-- Begin --

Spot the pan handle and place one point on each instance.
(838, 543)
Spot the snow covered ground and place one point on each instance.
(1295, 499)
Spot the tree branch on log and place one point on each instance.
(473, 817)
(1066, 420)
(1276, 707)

-- End --

Output the records above exactly as they appear, line for line.

**Full output**:
Spot the pan handle and place one point on each instance.
(838, 543)
Spot the snow covered ground and place one point on each instance.
(1295, 499)
Spot the tree branch on log and place one point on each instance.
(473, 817)
(1066, 420)
(1276, 707)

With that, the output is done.